## SUPPLIED PASSAGE:
################

Avada Kadisappointing
A few years back, having brought the “Harry Potter” series to a successful conclusion, Director David Yates boldly declared he would be making a new “Doctor Who” movie, with a new actor in the role and a new continuity, separate from the long-running TV series. Then showrunner Steven Moffat shut that shit right down and Yates went off to lick his wounds, abandoning his plans to make a film version of “Doctor Who”.
Now, after a reasonably entertaining diversion to darkest Africa in the unrepentantly old fashioned “The Legend Of Tarzan”, Yates is back in the director’s chair and back in the Potterverse to bring us “Fantastic Beasts And Where To Find Them”, the wholly original adventures of an enigmatic and eccentric frock-coated Englishman who travels the world with a mysterious box that’s bigger on the inside.
When Hogwarts dropout Newt Scamander (Eddie Redmayne) arrives in New York with a suitcase full of magical creatures, he has no way of knowing that he’s stumbled into the middle of a tense political stand-off as tensions rise between the magical and non-magical world due to increasing incidents of dark, destructive magic. When his suitcase is accidentally mixed up with a local muggle Jacob Kowalski (Dan Fogler), he finds himself fighting off MACUSA (Magical Congress Of The United States Of America) aurors and racing against time to rescue his escaped menagerie.
J K Rowling’s return to the wizarding world of Harry Potter moves the action back some ninety years and across the Atlantic, transplanting the story with an understanding of American history and culture which speaks of a couple of hours spent flicking through Wikipedia. Nearly every 1920s/ American cliché available is dusted off and given a quick dusting of magical glitter before being trotted out to bind the disjointed story elements together. Rowling’s first screenplay, it’s an uneven and patchwork affair, jamming together a rather light-hearted slapstick monster mash around roaring Twenties New York with a pitch black tale of religious zealotry, racial tensions, terrorism and political divisions and a death penalty scene which would feel more at home in a horror movie.
The change in setting exposes some of the frailties of the fictional world Rowling set up in the original Harry Potter novels. The wizarding world, while relatively contained to the cosy environment of the UK holds up reasonably well but when you take it transatlantic, some of the tenets of the world start to look a little bit shaky. Throw in a handful of half-thought through adaptations to make everything a bit more American and it starts to fall apart.

################

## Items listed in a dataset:
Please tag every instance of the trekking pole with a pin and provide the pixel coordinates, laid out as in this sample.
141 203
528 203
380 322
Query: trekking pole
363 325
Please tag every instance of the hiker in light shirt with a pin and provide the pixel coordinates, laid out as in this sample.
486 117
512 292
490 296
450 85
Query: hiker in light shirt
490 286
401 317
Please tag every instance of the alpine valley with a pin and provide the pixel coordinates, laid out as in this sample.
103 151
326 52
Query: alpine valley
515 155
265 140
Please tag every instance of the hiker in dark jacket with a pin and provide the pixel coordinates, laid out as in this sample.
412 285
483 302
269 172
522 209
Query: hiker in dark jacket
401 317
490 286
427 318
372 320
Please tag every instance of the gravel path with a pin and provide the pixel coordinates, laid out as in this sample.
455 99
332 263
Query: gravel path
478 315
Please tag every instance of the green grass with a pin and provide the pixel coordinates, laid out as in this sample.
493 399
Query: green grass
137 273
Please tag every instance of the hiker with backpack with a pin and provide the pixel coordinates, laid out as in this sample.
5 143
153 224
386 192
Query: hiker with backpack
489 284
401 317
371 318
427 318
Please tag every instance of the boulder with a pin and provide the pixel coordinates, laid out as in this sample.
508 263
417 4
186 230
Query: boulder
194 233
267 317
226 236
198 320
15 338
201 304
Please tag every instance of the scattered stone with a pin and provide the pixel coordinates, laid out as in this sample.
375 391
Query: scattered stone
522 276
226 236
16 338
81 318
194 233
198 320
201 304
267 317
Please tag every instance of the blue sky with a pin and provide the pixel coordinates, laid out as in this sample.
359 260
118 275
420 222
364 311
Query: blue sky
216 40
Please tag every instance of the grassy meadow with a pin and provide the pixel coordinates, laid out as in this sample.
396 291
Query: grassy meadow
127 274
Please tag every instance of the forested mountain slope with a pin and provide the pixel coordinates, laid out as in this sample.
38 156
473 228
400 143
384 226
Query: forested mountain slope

################

## TASK LIST:
A. List every title that the Fantastic Beasts review puts in quotation marks, naming each once.
B. Carry on writing the Fantastic Beasts review from the point where it stops.

## ANSWERS GIVEN:
A. "Harry Potter", "Doctor Who", "The Legend Of Tarzan", "Fantastic Beasts And Where To Find Them"

B.
Most of the stuff with Newt chasing his creatures around is frothy, lightweight fun which merrily takes up time while doing little to advance the substance of the story. Unfortunately, it takes up the lion’s share of the running time which means the meatier part involving the Director of the Magical Security Percival Graves (Colin Farrell) and his dealings with a family of anti-magical religious fundamentalists in a quest for a powerful source of dark magic while diverting the MACUSA investigation is underdeveloped and rushed. It’s fitting as Rowling enters her Lucasian period that she’s made sure her prequels contain a few pointless and tedious council deliberations as well.
Performance wise, Fogler and Farrell are the MVPs here, with Ezra Miller also adding some much needed creepiness to the movie’s blandly beige palate. Redmayne performance and his usual physical mannerisms are at their most irritating during the first hour of the movie, a sleepy, shy mix of Matt Smith’s Doctor and a medicated “Four Weddings” era Hugh Grant. Perhaps he just felt – justifiably – embarrassed by some of the clunky dialogue the script forced upon him to deliver and listen to.
Yates’ direction – when not assuming the audience is stupid – is leaden and obvious, preferring to let the CGI do the talking, especially in an uninspired and derivative finale which features 2016’s umpteenth diffuse CGI particle monster. There’s no wonder and very little magic on show, the characters are superficial and their motivations ill-defined while the use or non-use of magic is breathtakingly arbitrary and deeply illogical. It may be that many of the non-sequiturs, dead ends or throwaway moments will yet be redeemed or retrospectively enhanced by future instalments of this now-planned-as-five movie series but with Rowling and Yates both confirming they will be respectively writing and directing the next four movies it’s hard not to look at them as settling into a passionless creative marriage of lucrative convenience.